BEGIN Data supplied
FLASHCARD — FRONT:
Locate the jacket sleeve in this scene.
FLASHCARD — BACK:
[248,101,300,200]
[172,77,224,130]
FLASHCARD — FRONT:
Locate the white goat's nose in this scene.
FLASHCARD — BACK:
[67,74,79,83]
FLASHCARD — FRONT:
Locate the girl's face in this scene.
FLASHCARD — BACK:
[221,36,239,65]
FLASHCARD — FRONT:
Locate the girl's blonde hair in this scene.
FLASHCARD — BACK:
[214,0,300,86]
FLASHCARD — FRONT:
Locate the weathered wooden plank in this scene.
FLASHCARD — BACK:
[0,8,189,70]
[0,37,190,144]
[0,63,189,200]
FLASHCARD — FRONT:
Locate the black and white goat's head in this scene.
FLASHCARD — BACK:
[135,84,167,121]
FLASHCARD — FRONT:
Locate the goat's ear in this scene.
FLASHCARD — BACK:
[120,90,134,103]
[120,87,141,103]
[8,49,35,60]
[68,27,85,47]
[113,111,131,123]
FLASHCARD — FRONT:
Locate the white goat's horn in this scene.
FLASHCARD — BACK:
END Data supplied
BEGIN Data supplied
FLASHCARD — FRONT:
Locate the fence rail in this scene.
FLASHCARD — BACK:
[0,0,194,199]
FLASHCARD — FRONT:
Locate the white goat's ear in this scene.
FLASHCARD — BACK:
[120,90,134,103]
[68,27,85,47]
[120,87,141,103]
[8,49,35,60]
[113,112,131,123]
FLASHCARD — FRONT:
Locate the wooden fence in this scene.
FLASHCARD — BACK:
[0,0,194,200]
END Data supplied
**Set exercise**
List every line in the records above that contains the word "Locate". Case counts.

**Output**
Locate the jacket sleeve in this scene.
Locate the white goat's nose in this scene.
Locate the girl's face in this scene.
Locate the girl's blonde hair in this scene.
Locate the weathered wooden plank in this scene.
Locate the black and white goat's head in this scene.
Locate the goat's ear in this scene.
Locate the white goat's horn in this scene.
Locate the fence rail in this scene.
Locate the white goat's ear in this scene.
Locate the wooden fence in this scene.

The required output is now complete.